• [INSTRUCTIONS TO FOLLOW] Rewrite all of the items below, replacing "keypoint" with "marker" wherever it occurs and leaving everything else unchanged.

::::::::::

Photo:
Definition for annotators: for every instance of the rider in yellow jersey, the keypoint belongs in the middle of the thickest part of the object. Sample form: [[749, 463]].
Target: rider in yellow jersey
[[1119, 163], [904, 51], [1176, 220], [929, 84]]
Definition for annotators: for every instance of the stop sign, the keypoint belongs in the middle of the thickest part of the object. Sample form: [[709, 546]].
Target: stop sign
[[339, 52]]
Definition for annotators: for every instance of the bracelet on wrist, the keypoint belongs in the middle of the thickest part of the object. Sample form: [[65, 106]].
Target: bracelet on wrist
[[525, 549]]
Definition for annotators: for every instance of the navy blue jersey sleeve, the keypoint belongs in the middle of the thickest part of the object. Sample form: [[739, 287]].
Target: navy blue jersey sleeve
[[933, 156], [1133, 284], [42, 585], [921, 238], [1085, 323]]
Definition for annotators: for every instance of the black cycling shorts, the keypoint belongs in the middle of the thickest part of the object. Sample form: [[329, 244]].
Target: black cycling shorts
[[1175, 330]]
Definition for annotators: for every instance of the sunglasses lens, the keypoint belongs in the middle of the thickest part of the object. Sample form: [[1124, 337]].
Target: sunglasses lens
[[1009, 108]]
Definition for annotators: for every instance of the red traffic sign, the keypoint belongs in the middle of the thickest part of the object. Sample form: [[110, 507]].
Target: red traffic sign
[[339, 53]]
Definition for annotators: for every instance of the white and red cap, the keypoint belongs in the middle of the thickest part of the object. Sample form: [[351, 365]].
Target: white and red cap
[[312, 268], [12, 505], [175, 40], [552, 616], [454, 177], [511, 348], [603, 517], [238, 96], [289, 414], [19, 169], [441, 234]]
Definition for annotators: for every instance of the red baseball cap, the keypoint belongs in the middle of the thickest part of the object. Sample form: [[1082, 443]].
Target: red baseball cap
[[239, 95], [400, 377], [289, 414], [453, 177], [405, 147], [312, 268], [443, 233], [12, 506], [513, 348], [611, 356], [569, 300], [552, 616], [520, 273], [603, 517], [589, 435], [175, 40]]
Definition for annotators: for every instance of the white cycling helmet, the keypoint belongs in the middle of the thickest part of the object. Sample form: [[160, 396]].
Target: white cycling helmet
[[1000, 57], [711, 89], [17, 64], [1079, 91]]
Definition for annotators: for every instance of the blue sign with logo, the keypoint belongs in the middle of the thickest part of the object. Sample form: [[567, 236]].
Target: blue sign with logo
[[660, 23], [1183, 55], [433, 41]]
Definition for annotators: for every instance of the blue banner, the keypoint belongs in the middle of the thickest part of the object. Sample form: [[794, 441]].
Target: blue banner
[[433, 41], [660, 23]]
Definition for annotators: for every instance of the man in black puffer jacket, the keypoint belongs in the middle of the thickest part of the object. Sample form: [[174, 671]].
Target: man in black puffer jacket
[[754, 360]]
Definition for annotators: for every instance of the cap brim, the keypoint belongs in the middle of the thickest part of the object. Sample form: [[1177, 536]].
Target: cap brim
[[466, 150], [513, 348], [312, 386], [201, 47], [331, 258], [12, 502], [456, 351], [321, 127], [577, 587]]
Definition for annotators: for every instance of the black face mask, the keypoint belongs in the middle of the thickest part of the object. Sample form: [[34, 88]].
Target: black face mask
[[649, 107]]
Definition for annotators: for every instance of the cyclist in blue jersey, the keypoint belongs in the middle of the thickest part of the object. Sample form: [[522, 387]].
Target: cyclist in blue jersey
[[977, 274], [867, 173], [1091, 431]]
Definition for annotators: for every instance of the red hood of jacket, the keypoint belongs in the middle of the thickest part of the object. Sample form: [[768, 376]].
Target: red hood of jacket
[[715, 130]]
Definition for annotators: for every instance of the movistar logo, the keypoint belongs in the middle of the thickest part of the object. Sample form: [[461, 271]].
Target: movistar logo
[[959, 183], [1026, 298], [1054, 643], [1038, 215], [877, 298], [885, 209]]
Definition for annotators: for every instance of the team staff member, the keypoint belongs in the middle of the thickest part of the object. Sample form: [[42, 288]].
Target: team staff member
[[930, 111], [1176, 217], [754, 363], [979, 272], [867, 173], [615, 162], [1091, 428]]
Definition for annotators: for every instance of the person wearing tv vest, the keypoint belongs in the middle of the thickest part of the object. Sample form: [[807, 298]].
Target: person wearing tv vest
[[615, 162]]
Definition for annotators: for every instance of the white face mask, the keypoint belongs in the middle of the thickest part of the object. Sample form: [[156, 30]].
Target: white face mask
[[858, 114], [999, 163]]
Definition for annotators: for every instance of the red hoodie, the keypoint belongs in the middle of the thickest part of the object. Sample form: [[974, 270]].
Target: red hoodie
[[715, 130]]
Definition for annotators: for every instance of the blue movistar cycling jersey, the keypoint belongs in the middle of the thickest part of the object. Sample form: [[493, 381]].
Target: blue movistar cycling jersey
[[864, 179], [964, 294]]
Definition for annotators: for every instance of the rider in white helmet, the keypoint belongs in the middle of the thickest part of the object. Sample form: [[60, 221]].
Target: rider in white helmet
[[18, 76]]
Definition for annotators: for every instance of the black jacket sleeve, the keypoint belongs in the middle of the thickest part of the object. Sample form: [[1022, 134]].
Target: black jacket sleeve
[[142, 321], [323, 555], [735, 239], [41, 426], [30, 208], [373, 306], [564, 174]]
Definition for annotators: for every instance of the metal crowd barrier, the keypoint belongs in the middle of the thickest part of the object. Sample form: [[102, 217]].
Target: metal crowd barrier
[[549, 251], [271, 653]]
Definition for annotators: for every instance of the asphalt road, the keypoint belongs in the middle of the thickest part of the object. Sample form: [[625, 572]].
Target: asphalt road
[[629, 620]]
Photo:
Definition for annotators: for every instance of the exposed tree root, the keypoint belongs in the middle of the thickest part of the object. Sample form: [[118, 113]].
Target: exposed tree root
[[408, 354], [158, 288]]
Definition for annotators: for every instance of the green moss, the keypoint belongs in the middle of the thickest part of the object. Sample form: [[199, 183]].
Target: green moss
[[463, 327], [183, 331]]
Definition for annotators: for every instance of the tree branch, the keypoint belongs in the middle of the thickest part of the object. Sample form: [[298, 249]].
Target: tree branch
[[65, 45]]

::::::::::

• [RESULT FOR THIS TASK]
Photo:
Definition for annotators: for every instance of the rider in yellow jersey, the marker belongs in the middle of the thickest part of the object. Sample form: [[749, 463]].
Target: rider in yellow jersey
[[1119, 163], [904, 51], [1176, 220], [929, 84]]
Definition for annotators: for every instance of the stop sign, the marker belongs in the middle of the thickest part of the object. Sample form: [[709, 546]].
Target: stop sign
[[339, 52]]
Definition for annotators: for every instance of the bracelet on wrist, the marker belongs in the middle of the thickest part of the object. Sample form: [[65, 106]].
Target: bracelet on wrist
[[525, 549]]
Definition for annotators: for every instance of the navy blue jersey sleeve, the marker belongs in the middle of the thickest part of the object. Sample form: [[739, 287]].
Target: navy blue jersey sleeve
[[933, 156], [1133, 284], [42, 585], [921, 238], [1085, 323]]
Definition for annotators: for every instance of the black cycling shorts, the marker belongs in the middle of the thickest part of the object. Sample form: [[329, 244]].
Target: black cycling shorts
[[1175, 330]]
Definition for annotators: for every instance of the sunglasses lens, the marker belongs in the middle of the thickest part of the object. Sample form: [[1124, 337]].
Target: sunglasses lens
[[1009, 108]]
Definition for annotators: for every instance of the red traffic sign, the marker belongs in the middle of the thickest part of the object. Sample form: [[110, 507]].
Target: red traffic sign
[[339, 53]]
Definition for annotators: for every instance of the white and red cap, the marker belongs in the middle of the thickest part of the object. Sample form: [[351, 365]].
Target: white and red cap
[[312, 268], [12, 505], [175, 40], [552, 616], [454, 177], [511, 348], [603, 517], [238, 96], [289, 414], [19, 169], [441, 234]]
Definition for annotators: for every instance of the red baseball cap, the marker belongs in the middle of the thickest part of the object. Sample form: [[1082, 443]].
Target: red baseball cap
[[239, 95], [400, 377], [289, 414], [453, 177], [405, 147], [312, 268], [443, 233], [12, 506], [513, 348], [611, 356], [569, 300], [552, 616], [520, 273], [603, 517], [589, 435], [175, 40]]
Definition for annotators: for every instance of the white cycling helmet, the marker belongs in the middle of the thickest part of the object. Sample form: [[160, 396]].
Target: white cycling helmet
[[1000, 57], [711, 89], [17, 64], [1079, 91]]
Definition for annotators: for every instance of the blue sign with logo, the marker belongs in the middle of the thickest part of the object. Sample form: [[567, 236]].
Target: blue sign with logo
[[660, 23], [1183, 55], [433, 41]]
Definition for annotators: for every instance of the blue banner, the marker belongs in the middle of the thickest part of the object. Sample form: [[794, 441]].
Target: blue banner
[[433, 41], [660, 23]]
Definition for annotators: for every instance of the man in black puffer jacket, the marker belongs in the middle of the thickest part of the object. Sample form: [[174, 671]].
Target: man in black puffer jacket
[[754, 360]]
Definition for annotators: for every instance of the cap brim, the marker belongs in the middle of the thickest part of the object. Sample form: [[1177, 536]].
Target: cap brim
[[466, 150], [513, 348], [312, 386], [201, 47], [331, 258], [12, 502], [456, 351], [321, 127], [577, 587]]
Definition for annotators: for every instance of the black face mask, the marker belongs in the middle of the thickest part of the object. Sample form: [[34, 88]].
Target: black face mask
[[649, 107]]
Definition for annotators: for every instance of the cyclist in blue jersey, the marker belongs in the middle of the thickest part of the object. Sample form: [[522, 387]].
Target: cyclist in blue jersey
[[977, 274], [867, 173], [1091, 431]]
Definition for annotators: for every instance of the red hood of jacket, the marker belongs in the middle of the thickest part of the object. Sample form: [[768, 376]].
Target: red hood of jacket
[[715, 130]]
Definition for annotators: for every instance of the movistar logo, the marker belongs in the middle of the thickest part of the object. Sample form: [[461, 271]].
Target: movistar logo
[[959, 183], [1026, 298], [1054, 643], [1038, 215], [877, 298], [885, 209]]
Definition for annotators: for every instance of the team staff member, the marker belongs in the middle of the thickest part of the object. Sample form: [[42, 288]].
Target: team staff member
[[930, 111], [1176, 217], [754, 363], [979, 272], [867, 173], [615, 162], [1091, 428]]
Definition for annotators: for every instance of the person wearing tv vest, the marker belongs in the middle of the thickest part of the object. Sample form: [[807, 298]].
Target: person wearing tv vest
[[615, 162]]
Definition for annotators: for every instance of the white face mask, the marker belongs in the middle of the thickest part of the object. Sample form: [[156, 30]].
Target: white face mask
[[858, 114], [999, 163]]
Definition for annotators: for every instance of the red hoodie, the marker belongs in the middle of the thickest part of the object. Sample form: [[974, 270]].
Target: red hoodie
[[715, 130]]
Definition for annotators: for every instance of the blue movistar cycling jersey, the marker belongs in the middle of the thickest part of the object. Sample form: [[493, 381]].
Target: blue movistar cycling jersey
[[864, 179], [964, 294]]
Definition for annotators: for every instance of the rider in white helmet, the marker belongs in the middle of the thickest part of the object. Sample form: [[60, 221]].
Target: rider in white helmet
[[18, 76]]
Definition for annotators: for every instance of the black jacket sleeve, the marker belongs in the middle of the thickest part of the object. Sample form: [[1022, 134]].
Target: black jacket sleeve
[[142, 321], [323, 555], [735, 239], [41, 426], [30, 208], [373, 306], [564, 174]]
Definition for annotators: for every instance of the metal crowd barrier, the marker belongs in the middle of the thickest part of the object. Sample form: [[102, 217]].
Target: metal crowd barrier
[[549, 251], [271, 653]]
Definition for annotators: for every instance of the asphalt road, the marker belongs in the middle of the thickest part of the object. Sample form: [[625, 572]].
Target: asphalt road
[[629, 620]]
Photo:
Definition for annotators: for every instance of the exposed tree root, the marker belongs in the middle of the thickest part of the object. Sample form: [[118, 113]].
Target: exposed tree root
[[408, 354], [158, 288]]
Definition for annotators: for every instance of the green moss, the marker belongs in the middle of the thickest part of the object. Sample form: [[199, 183]].
Target: green moss
[[463, 327], [183, 331]]
Definition for annotators: for every instance of the tree branch, the marker belongs in the middle of the thickest part of the object. Sample form: [[298, 249]].
Target: tree branch
[[65, 45]]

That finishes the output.